**PASSAGE SHOWN**:

╔══

# Cracked Screen? Upload Picture Please.



## slashdotjeo (Aug 5, 2012)

Please upload pictures of your cracked Nexus 7. I am attempting to take Asus to small claims court. They told me that my cracked screen was customer induced damage. I told them I researched the matter, and noticed that some Nexus 7's have an issue with screen lifting on the left side. I told them the because of this screen lifting issue, a very small amount of pressure could crack the screen on that specific spot. I made sure to provide documentation with several pictures of different Nexus 7's with the same crack. Please upload!


----------



## Smcdo123 (Jun 7, 2011)

╚══

**WRITTEN TASKS**:
a: In the Nexus 7 cracked-screen thread, which company is slashdotjeo trying to take to small claims court?
b: Reproduce the Nexus 7 cracked-screen thread from "## slashdotjeo (Aug" up to and including "(Jun 7, 2011)".
c: Carry on the Nexus 7 cracked-screen thread from the point where it stops.

**SUPPLIED ENTRIES**:

╔══

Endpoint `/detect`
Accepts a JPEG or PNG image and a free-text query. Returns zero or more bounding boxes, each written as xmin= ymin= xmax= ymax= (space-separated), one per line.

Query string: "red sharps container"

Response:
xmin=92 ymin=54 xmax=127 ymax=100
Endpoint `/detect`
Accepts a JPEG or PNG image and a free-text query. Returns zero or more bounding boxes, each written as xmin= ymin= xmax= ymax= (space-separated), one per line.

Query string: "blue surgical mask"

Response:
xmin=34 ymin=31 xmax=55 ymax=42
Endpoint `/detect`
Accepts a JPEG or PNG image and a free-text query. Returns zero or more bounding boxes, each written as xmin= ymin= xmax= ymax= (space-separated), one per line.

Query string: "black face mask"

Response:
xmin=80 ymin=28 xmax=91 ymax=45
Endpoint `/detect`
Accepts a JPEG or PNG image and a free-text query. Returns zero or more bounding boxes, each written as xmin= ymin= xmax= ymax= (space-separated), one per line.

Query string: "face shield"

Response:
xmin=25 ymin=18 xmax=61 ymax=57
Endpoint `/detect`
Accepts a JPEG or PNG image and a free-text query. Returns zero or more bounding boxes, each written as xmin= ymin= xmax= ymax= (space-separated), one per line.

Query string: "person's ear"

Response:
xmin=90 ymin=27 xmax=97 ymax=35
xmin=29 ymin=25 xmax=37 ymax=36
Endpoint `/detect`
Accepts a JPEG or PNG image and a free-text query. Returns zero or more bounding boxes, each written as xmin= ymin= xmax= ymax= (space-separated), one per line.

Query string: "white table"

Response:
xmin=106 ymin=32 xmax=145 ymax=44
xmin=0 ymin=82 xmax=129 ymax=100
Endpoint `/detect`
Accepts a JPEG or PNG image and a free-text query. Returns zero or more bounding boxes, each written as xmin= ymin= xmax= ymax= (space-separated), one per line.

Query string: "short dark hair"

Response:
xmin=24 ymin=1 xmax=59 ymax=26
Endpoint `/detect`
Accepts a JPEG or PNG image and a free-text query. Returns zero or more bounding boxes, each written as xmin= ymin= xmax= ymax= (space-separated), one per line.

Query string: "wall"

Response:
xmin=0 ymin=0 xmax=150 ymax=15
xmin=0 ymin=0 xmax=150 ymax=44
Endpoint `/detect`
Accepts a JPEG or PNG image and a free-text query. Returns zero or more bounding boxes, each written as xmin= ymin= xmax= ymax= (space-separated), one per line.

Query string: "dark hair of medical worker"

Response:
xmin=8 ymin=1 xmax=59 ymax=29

╚══

**FINAL RESULTS**:
a: Asus

b:
## slashdotjeo (Aug 5, 2012)

Please upload pictures of your cracked Nexus 7. I am attempting to take Asus to small claims court. They told me that my cracked screen was customer induced damage. I told them I researched the matter, and noticed that some Nexus 7's have an issue with screen lifting on the left side. I told them the because of this screen lifting issue, a very small amount of pressure could crack the screen on that specific spot. I made sure to provide documentation with several pictures of different Nexus 7's with the same crack. Please upload!


----------



## Smcdo123 (Jun 7, 2011)

c:
slashdotjeo said:


> Please upload pictures of your cracked Nexus 7. I am attempting to take Asus to small claims court. They told me that my cracked screen was customer induced damage. I told them I researched the matter, and noticed that some Nexus 7's have an issue with screen lifting on the left side. I told them the because of this screen lifting issue, a very small amount of pressure could crack the screen on that specific spot. I made sure to provide documentation with several pictures of different Nexus 7's with the same crack. Please upload!


To be honest seems like you put a lot of pressure on the edge. I dont see why pushing it down would make you think it would fix it. Anyways good luck I have lift but very minimal, you should have just gotten a replacement and not try to force it.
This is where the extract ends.